# WHAT THE EXERCISE ASKS
Starting with the line that contains "Mark one point per instance of the forested" and going on through the line that contains "Target: forested hill", recast those lines of the listing below as a JSON list of strings. Use one string per line and leave out any blank lines.

* start SUPPLIED DATA *

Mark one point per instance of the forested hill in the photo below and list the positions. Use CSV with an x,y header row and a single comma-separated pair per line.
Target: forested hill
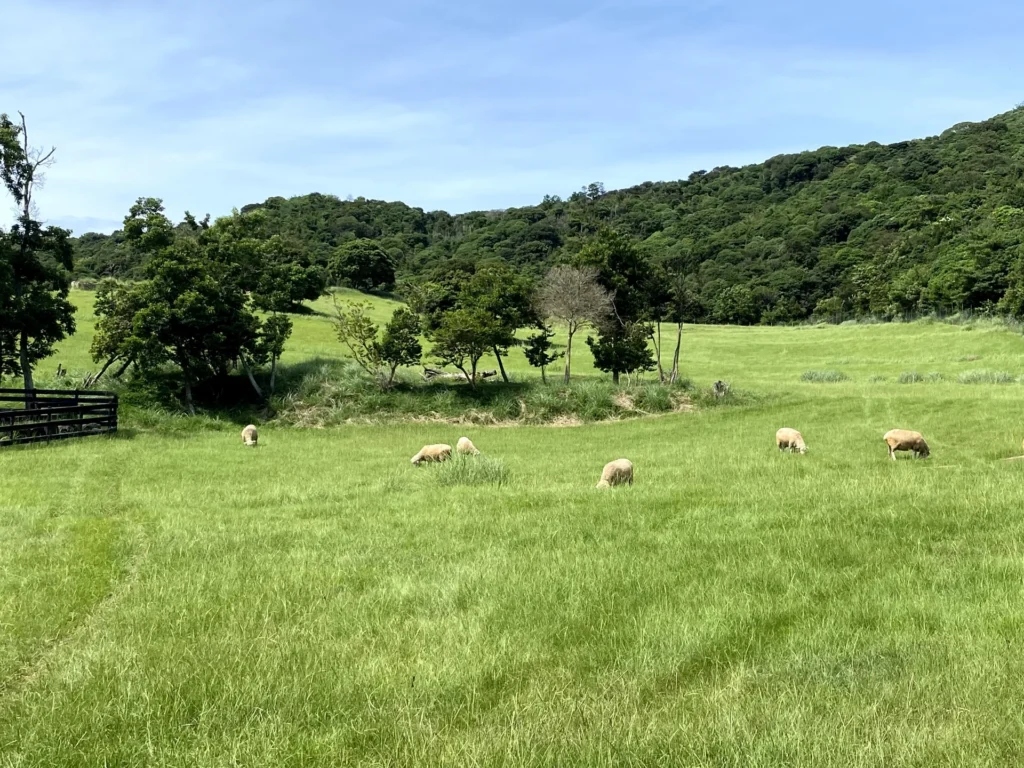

* end SUPPLIED DATA *
* start SUPPLIED DATA *

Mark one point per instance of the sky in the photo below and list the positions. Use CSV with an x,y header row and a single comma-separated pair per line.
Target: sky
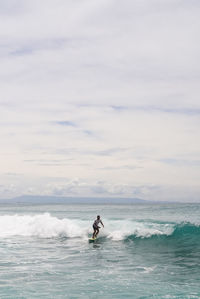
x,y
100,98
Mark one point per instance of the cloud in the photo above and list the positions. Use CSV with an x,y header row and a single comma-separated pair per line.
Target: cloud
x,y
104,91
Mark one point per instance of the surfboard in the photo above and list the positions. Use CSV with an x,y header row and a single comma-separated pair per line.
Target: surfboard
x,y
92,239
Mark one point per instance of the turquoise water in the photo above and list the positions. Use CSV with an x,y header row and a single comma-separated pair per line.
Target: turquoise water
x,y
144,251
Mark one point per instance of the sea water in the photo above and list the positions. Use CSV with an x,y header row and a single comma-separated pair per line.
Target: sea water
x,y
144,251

* end SUPPLIED DATA *
* start SUPPLIED DATA *

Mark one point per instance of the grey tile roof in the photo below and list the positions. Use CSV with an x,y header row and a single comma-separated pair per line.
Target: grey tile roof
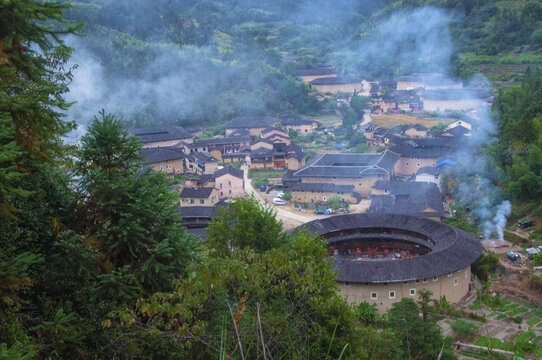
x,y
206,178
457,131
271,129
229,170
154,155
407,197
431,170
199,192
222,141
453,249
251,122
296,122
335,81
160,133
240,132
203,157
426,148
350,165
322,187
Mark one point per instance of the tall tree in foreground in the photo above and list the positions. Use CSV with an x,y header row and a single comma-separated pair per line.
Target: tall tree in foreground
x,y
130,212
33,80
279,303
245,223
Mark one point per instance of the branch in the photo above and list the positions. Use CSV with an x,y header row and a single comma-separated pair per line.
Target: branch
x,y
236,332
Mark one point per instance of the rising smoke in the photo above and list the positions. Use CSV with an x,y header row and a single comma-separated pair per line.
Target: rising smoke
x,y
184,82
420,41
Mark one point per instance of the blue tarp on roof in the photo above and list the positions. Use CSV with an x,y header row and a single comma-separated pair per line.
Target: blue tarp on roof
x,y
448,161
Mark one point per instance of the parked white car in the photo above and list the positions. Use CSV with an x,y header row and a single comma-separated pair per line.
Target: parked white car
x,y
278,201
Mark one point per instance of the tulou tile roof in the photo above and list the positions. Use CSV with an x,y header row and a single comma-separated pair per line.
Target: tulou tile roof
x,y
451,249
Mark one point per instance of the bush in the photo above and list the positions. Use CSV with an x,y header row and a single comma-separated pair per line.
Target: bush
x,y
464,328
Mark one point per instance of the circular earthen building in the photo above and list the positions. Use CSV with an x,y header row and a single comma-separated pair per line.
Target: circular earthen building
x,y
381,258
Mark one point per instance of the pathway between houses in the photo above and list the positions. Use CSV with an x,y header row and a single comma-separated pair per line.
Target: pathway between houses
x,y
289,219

* end SUPPLIED DATA *

# FINAL RESULT
[
  "Mark one point per instance of the forested hill in the photo below and list the positions. Use CSV with an x,y header row and a single comma-separated pair per line.",
  "Target: forested hill"
]